Glassdoor.com is a website operating with the goal of ensuring transparency between employers and employees. There, employees of various companies can anonymously share information about their employer including interviewing practices, salaries, and the overall employer environment.
Before posting any employer reviews, employees are asked for their email address and told that their information will be kept anonymous, but that it may have to be shared under court order or subpoena. In March 2017, Glassdoor was served with a subpoena to provide an Arizona grand jury with the user information (including email address, name, billing address, and IP address) of every employee who had reviewed a government contractor that the government was investigating on charges of fraud. In the subpoena, the government provided eight “exemplar reviews” which were all critical of the contractor for bad/fraudulent business practices.

- _Entries_:
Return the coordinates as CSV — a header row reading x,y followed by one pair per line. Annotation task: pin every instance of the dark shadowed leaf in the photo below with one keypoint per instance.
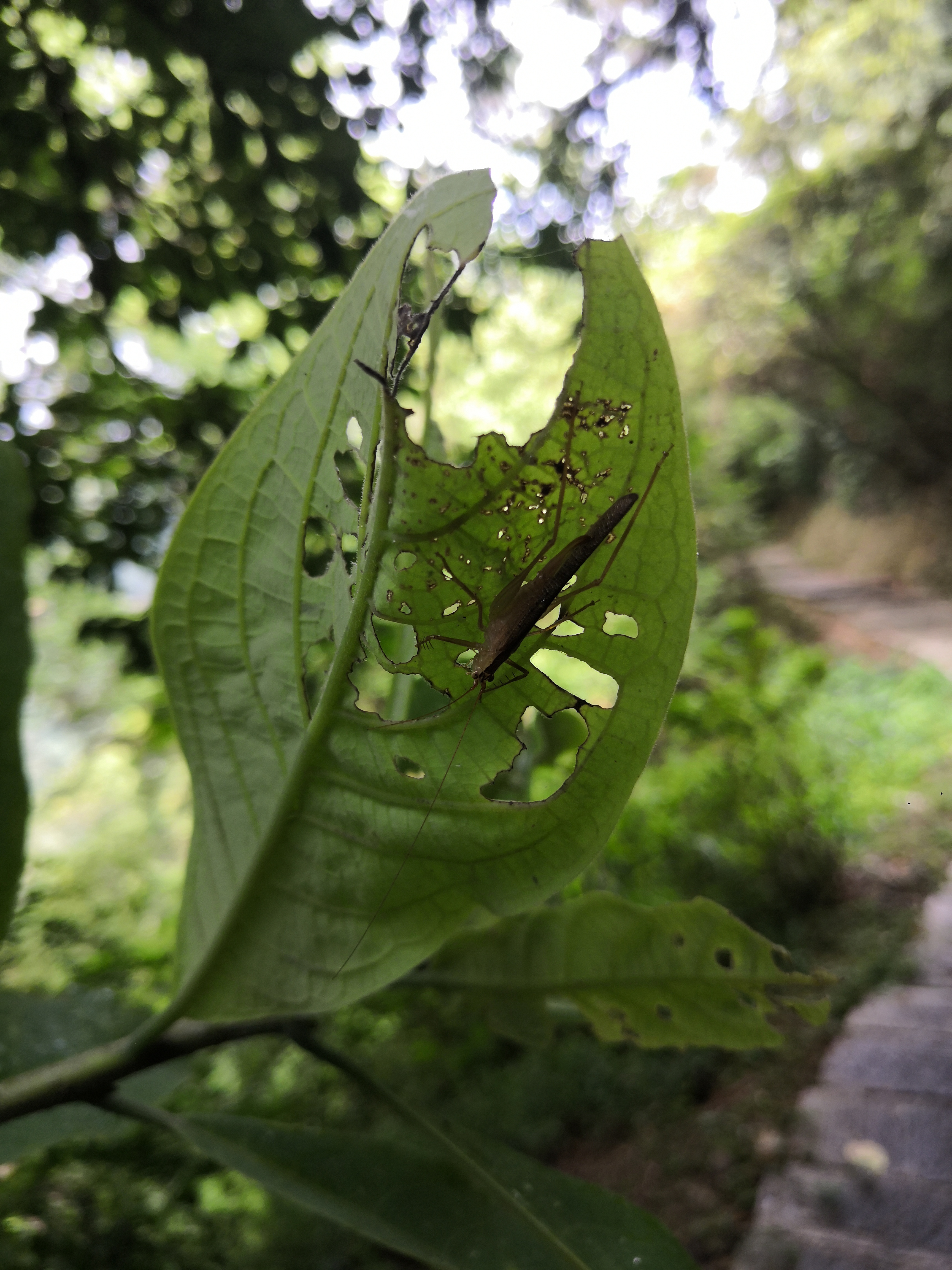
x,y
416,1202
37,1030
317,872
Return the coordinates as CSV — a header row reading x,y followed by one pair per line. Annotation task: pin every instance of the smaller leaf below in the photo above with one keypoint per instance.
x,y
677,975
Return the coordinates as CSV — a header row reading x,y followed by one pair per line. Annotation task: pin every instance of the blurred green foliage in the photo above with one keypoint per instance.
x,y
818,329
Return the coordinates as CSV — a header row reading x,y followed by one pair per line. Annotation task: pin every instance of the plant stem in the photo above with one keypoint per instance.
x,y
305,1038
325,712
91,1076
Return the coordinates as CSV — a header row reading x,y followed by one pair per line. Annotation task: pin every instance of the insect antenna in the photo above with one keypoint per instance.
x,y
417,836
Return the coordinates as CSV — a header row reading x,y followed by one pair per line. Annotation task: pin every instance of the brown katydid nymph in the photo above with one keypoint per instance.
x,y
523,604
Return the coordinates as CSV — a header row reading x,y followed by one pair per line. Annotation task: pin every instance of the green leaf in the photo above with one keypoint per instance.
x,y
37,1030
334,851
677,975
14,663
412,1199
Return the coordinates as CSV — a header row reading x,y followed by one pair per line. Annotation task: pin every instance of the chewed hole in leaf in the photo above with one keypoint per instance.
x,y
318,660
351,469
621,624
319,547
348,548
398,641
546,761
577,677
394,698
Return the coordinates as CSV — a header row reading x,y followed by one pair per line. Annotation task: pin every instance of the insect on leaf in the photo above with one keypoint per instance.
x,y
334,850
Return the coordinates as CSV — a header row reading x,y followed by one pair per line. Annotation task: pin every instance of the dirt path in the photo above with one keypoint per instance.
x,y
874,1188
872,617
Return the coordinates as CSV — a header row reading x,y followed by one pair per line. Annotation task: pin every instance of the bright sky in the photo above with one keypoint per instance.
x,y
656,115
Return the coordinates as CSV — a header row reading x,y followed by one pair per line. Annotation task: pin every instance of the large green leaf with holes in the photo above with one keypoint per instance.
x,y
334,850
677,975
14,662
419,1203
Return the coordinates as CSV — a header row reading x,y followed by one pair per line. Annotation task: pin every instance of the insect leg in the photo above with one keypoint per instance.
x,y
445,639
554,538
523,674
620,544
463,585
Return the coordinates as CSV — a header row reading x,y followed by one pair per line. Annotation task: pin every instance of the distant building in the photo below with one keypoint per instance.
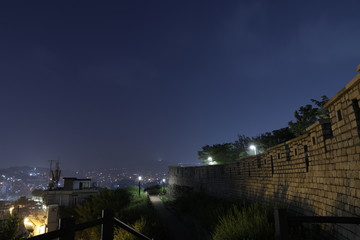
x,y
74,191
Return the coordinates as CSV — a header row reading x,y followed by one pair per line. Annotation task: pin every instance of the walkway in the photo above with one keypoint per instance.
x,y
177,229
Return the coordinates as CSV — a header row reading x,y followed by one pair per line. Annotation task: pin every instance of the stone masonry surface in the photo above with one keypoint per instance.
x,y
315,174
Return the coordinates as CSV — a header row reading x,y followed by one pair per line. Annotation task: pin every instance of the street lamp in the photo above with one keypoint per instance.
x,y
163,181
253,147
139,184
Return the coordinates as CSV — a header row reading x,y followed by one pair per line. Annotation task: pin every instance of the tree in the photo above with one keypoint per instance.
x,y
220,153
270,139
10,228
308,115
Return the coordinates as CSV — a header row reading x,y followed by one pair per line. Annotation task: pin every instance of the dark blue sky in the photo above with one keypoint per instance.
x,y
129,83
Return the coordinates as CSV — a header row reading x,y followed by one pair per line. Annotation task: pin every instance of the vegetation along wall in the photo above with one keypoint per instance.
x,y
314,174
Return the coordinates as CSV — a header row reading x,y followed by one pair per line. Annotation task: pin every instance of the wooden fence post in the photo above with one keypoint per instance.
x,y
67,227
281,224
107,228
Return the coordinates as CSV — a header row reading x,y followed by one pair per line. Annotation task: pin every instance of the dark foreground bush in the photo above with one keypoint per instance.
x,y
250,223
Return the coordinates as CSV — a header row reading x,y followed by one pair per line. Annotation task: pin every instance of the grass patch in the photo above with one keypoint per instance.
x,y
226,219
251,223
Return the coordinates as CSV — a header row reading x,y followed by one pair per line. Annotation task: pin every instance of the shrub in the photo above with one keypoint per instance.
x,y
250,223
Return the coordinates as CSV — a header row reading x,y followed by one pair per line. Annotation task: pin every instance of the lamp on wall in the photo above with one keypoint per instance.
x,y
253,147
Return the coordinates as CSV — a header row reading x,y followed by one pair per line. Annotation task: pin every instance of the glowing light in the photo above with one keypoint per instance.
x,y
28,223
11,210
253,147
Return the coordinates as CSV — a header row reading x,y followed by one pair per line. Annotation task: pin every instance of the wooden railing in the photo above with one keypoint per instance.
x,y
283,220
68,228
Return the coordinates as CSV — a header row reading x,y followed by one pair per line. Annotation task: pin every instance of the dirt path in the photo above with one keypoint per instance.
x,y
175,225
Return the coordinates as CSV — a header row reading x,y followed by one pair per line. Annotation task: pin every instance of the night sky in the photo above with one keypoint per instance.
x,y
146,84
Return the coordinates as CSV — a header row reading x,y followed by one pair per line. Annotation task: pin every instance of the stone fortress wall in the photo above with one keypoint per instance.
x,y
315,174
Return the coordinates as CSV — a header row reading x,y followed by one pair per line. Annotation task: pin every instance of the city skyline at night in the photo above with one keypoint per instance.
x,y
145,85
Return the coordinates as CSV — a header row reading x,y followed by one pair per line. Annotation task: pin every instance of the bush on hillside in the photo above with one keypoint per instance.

- _List of tasks_:
- a) How would you render this sentence from the Glassdoor passage in Spanish: "Glassdoor.com is a website operating with the goal of ensuring transparency between employers and employees."
- b) Which lines of the listing contain the word "dark"? Case counts; copy out each such line.

- _Answers for this exercise_:
- a) Glassdoor.com es un sitio web que funciona con el objetivo de garantizar la transparencia entre empleadores y empleados.

- b)
Return the coordinates as CSV — a header row reading x,y followed by one pair per line. Annotation task: pin every instance of the dark shadowed leaf in the photo below with one keypoint per instance.
Return the coordinates as CSV — a header row reading x,y followed by one pair per line. Annotation task: pin every instance of the dark blue sky in the photo above with one keypoint per instance.
Return the coordinates as CSV — a header row reading x,y followed by one pair per line. Annotation task: pin every instance of the dark foreground bush in the photo above with one keypoint per instance.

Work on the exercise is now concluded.